• [EXERCISE AIM]: Can you retype all of the data below word for word, leaving the pictures out of your answer?

• [INPUT DATA]:
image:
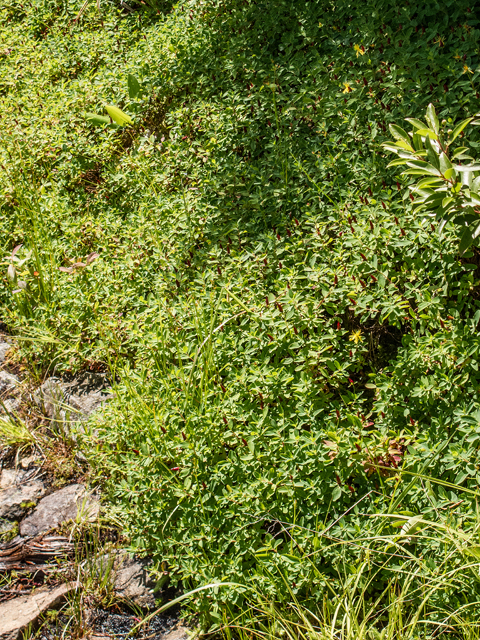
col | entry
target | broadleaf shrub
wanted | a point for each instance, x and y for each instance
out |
(449, 190)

• [ANSWER FOR THE TASK]:
image:
col | entry
target | broadleaf shrub
wanted | a point for each instance, x and y for each instance
out |
(449, 190)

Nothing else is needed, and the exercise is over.